Material provided:
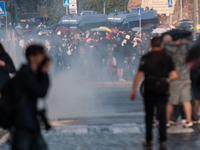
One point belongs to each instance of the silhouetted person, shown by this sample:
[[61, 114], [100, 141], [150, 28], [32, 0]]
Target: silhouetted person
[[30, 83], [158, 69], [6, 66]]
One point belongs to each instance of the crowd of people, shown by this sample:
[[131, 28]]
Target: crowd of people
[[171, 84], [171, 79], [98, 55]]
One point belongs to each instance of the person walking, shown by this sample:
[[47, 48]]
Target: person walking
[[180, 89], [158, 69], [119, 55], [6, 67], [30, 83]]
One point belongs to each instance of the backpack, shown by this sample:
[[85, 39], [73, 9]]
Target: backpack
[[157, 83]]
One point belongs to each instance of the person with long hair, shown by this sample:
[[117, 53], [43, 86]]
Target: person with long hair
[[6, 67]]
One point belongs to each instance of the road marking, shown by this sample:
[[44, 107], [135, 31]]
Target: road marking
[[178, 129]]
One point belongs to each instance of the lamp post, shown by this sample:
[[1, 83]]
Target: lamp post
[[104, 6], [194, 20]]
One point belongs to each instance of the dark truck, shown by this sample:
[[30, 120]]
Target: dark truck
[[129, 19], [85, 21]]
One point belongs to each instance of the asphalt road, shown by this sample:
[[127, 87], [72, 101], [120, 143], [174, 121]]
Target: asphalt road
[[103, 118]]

==

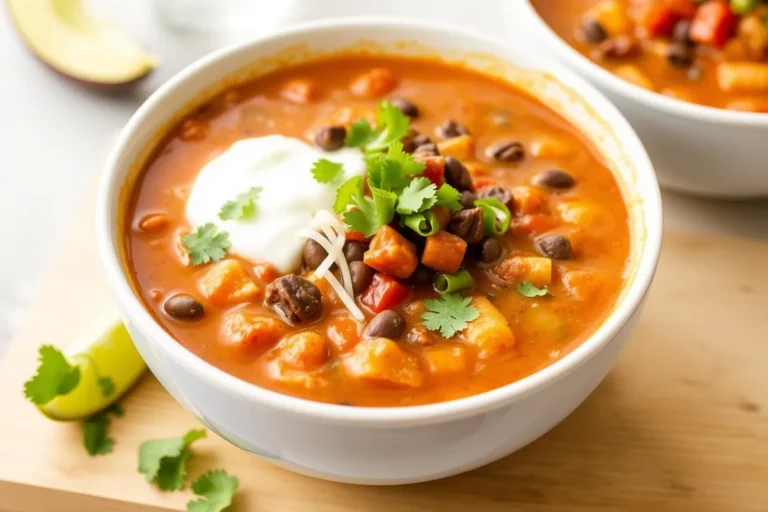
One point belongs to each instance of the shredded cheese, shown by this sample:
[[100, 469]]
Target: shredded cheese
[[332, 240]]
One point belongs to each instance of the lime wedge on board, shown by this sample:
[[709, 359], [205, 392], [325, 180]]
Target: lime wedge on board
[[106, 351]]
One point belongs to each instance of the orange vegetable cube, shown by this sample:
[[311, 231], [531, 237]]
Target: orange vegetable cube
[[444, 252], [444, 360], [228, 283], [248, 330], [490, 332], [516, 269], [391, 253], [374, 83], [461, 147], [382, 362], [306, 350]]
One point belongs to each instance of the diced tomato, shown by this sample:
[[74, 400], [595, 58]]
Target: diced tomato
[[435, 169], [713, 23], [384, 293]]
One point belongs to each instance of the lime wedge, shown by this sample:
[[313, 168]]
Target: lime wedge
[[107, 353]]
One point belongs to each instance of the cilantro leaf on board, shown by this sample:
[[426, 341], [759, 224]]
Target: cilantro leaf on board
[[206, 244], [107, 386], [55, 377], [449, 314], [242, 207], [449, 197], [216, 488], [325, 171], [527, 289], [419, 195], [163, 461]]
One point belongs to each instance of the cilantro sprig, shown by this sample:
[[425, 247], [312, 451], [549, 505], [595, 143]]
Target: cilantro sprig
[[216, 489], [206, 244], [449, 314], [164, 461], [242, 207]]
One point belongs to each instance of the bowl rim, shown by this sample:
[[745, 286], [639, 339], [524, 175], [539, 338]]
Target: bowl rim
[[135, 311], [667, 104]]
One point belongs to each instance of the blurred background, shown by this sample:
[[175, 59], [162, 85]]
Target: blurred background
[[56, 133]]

Request:
Pull out every line of the rows above that contains the word "bowl", and list those lines as they appear.

Answer in full:
One point belongs to each instance of the bowl rim, shown by this sample:
Target: bowl rim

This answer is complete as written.